[Directions] Every line below must be copied as written, except for pictures.

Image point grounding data
○ ○ ○ ○
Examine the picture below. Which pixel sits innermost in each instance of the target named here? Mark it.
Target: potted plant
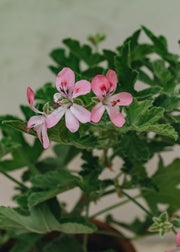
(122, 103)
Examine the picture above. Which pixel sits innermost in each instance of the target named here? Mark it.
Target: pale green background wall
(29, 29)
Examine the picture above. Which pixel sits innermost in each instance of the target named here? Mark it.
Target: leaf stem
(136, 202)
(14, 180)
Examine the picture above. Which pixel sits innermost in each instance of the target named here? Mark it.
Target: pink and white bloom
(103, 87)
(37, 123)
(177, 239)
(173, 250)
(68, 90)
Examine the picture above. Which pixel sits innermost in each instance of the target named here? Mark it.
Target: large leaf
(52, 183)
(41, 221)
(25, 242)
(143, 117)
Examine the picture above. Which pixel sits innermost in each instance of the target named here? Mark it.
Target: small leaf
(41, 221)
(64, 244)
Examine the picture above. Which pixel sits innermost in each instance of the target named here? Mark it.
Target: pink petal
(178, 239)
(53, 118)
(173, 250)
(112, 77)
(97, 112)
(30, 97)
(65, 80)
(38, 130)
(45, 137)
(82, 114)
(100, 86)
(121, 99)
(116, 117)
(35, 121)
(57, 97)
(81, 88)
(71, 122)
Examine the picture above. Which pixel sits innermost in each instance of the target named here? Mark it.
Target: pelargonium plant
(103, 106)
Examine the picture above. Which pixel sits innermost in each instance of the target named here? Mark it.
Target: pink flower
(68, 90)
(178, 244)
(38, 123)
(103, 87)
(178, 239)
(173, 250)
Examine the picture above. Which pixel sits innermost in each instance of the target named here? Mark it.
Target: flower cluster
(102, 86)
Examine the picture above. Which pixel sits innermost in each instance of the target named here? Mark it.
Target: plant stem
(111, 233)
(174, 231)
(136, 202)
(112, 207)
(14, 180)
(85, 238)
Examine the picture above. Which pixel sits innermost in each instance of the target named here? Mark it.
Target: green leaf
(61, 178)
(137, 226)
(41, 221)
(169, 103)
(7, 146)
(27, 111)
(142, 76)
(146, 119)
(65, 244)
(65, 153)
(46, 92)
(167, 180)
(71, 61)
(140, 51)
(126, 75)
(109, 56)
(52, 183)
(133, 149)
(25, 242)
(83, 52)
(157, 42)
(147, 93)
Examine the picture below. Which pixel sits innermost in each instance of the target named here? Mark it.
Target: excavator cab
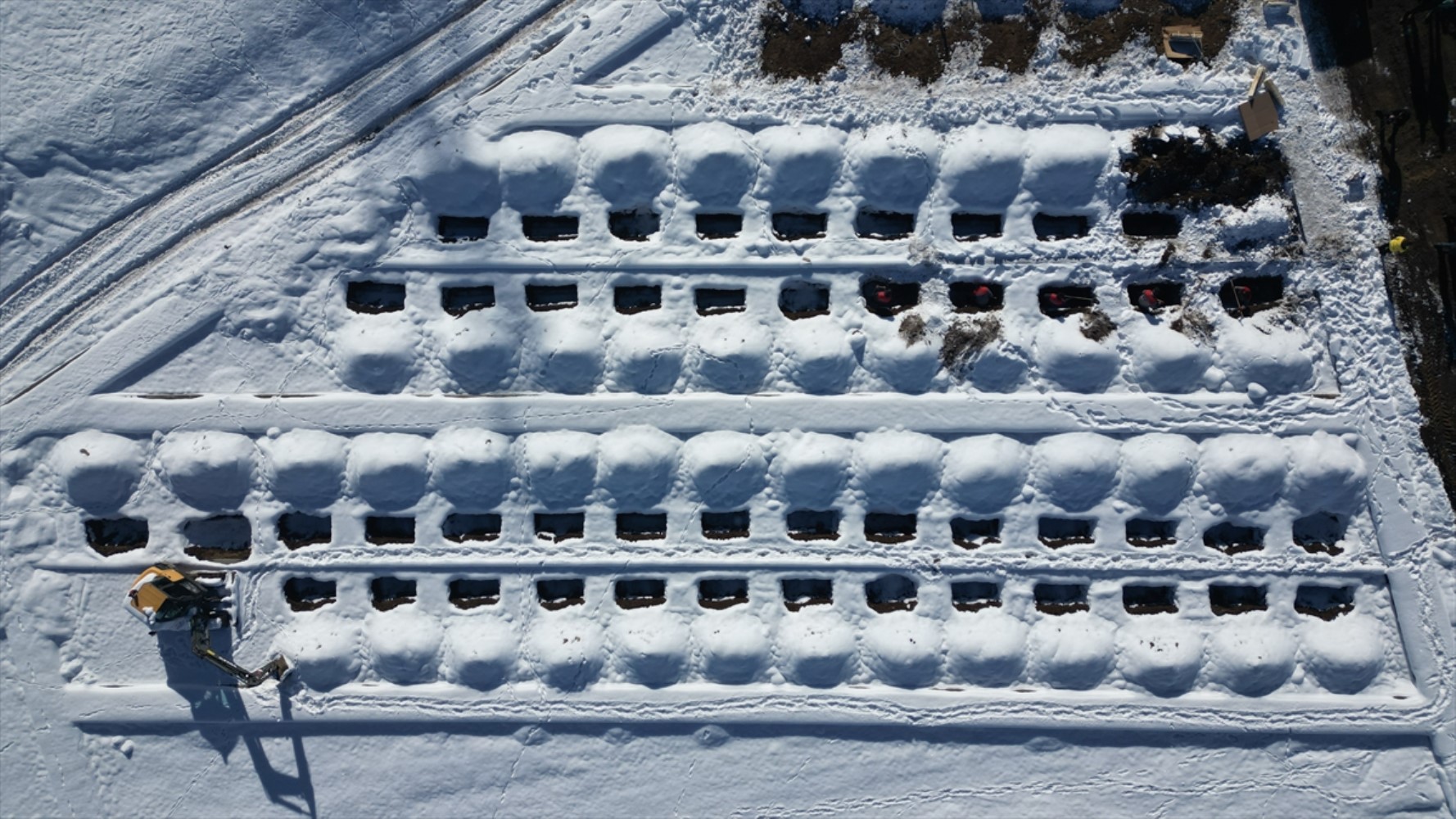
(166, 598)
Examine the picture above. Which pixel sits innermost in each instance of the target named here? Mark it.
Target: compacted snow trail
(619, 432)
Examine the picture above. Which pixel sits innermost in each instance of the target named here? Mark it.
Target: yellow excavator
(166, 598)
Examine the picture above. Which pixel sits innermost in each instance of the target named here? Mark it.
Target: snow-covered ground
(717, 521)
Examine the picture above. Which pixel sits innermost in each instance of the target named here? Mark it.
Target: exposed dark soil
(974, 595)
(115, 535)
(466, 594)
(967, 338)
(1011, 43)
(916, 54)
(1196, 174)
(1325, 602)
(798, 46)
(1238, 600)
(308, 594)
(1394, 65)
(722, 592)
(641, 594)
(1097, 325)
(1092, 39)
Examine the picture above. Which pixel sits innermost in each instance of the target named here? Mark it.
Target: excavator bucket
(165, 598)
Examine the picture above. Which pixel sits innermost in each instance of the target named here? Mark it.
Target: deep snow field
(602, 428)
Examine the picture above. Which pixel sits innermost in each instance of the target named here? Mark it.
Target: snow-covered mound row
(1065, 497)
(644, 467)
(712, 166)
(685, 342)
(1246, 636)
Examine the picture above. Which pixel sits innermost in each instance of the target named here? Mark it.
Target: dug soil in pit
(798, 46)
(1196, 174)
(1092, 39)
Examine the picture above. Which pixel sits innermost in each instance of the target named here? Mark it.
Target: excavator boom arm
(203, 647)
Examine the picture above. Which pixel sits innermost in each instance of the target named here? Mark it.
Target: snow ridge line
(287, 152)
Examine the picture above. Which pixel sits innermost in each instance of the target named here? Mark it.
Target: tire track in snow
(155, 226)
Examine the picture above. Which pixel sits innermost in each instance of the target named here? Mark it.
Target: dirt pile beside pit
○ ○ ○ ○
[Response to this task]
Examine the picture below. Which pixel sits innermost in each instance of the target named here? Mark it.
Target: potted plant
(122, 103)
Examine the picture above. Which pixel sits innermost in each instance of the target named here? Mark it.
Target: pale green background wall
(29, 29)
Examine the picture above. Which pixel sits innermost in each instance of the target named here? Mark it.
Target: leaf stem
(136, 202)
(14, 180)
Examine the picture above. Which pixel sits innermost in each instance of the target named here? Mark it.
Target: pink and white bloom
(103, 87)
(37, 123)
(177, 239)
(173, 250)
(68, 90)
Examine the picture above. Which pixel sits innermost in each instance of the target named here? Mark it.
Target: large leaf
(52, 183)
(41, 221)
(25, 242)
(143, 117)
Examine the picture above. Which pixel sits innermost in each instance of the target named here? Mark it.
Target: small leaf
(41, 221)
(64, 244)
Examine the picture above. Which pixel sits innermost in each instance of the target named here? Mark it.
Target: pink petal
(178, 239)
(53, 118)
(173, 250)
(112, 77)
(97, 112)
(30, 97)
(65, 80)
(38, 130)
(45, 137)
(82, 114)
(100, 86)
(121, 99)
(116, 117)
(35, 121)
(57, 97)
(81, 88)
(71, 122)
Examine the picture above. Which pixel sits innermost in each instance of the target named here? Mark it.
Target: pelargonium plant
(103, 106)
Examine the picture above. Which pixel sits innermost in each instance of the target named here? Mark it.
Target: pink flower
(68, 90)
(178, 244)
(38, 123)
(103, 87)
(178, 239)
(173, 250)
Examine the picture above. Which pixel sits innermost in each instance of the target named here? Mark it.
Target: flower cluster
(102, 86)
Examine the picture above. Which pixel sits innermost in each instance of the target named here? Mark it.
Target: plant stem
(111, 233)
(174, 231)
(136, 202)
(112, 207)
(14, 180)
(85, 238)
Examine the picture above. Which pixel sits innermost in each instance of the target named here? Mark it.
Target: green leaf
(61, 178)
(137, 226)
(41, 221)
(169, 103)
(7, 146)
(27, 111)
(142, 76)
(146, 119)
(65, 244)
(65, 153)
(46, 92)
(167, 180)
(71, 61)
(140, 51)
(126, 75)
(109, 56)
(52, 183)
(133, 149)
(25, 242)
(83, 52)
(157, 42)
(147, 93)
Examine the picture below. Which pixel sits innermost in each instance of the target named here? Mark it.
Target: excavator cab
(166, 598)
Examine the picture above. Which pixel sits innermost in each instance of the target named here? Mark it.
Target: compacted snow trail
(619, 432)
Examine the picture above. Which pixel sits innermost in each instance of the target named here? Mark it.
Target: yellow excavator
(166, 598)
Examine the picture above. Which pixel sits innermost in each instance of the target named here? Mark it.
Target: snow-covered ground
(717, 521)
Examine the picture above. Which pixel sits innermost in each instance of the target named here? Mark it.
Target: exposed dark soil
(974, 595)
(115, 535)
(466, 594)
(967, 338)
(1011, 43)
(916, 54)
(1196, 174)
(1325, 602)
(798, 46)
(1238, 600)
(308, 594)
(1394, 65)
(722, 592)
(641, 594)
(1097, 325)
(1092, 39)
Examine the picture above. Which pixel sits innermost in each instance of the target named here? Mark it.
Target: excavator bucket
(165, 598)
Examine the picture above. Which pixel sits innermost in each instance of the target named here? Mark it.
Target: deep snow field
(602, 428)
Examine the picture above. Which pixel sits innermost in each instance of the target named here? Mark it.
Target: snow-covered mound row
(1065, 497)
(644, 467)
(712, 166)
(685, 342)
(1246, 636)
Examine the picture above. Which pixel sits innermost in each instance of the target named here? Mark it.
Target: dug soil in pit
(798, 46)
(1196, 174)
(1092, 39)
Examine the picture above. Which pixel sits innermost in each instance of the target named here? Mark it.
Target: excavator boom arm
(203, 647)
Examine the picture above. Which pixel sits innermost in each instance of the target named here? Mark it.
Target: snow ridge line
(287, 152)
Examine the picture above. Which pixel sits innermost in each instance of the target named here? Mark it.
Target: tire track in snow
(155, 226)
Examine the picture above. Which pixel sits innermost in each instance of the target named here? Mark it.
Target: dirt pile beside pit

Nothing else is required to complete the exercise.